> **Exercise prompt**:
Collect and copy out every line of the rows below that contains the string "bbox". Case counts.

> **Supplied information**:
☆ ☆ ☆

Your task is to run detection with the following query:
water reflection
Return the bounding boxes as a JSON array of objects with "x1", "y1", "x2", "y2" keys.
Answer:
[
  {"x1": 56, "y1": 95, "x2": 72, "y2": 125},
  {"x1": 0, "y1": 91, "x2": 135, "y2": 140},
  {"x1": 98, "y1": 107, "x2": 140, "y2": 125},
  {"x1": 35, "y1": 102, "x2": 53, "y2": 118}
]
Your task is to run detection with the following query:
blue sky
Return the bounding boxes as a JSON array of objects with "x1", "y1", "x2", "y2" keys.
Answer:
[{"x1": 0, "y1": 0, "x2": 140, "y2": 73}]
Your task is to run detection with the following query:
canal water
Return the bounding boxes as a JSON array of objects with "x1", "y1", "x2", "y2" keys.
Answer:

☆ ☆ ☆

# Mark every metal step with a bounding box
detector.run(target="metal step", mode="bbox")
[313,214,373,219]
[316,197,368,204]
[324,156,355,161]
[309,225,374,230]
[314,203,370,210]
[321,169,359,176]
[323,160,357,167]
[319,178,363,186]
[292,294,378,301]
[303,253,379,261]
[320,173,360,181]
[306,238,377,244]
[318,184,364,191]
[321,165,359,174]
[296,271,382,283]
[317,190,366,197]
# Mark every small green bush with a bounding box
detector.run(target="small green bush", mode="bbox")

☆ ☆ ☆

> **Output for this task**:
detector.run(target="metal step", mode="bbox")
detector.run(target="small green bush", mode="bbox")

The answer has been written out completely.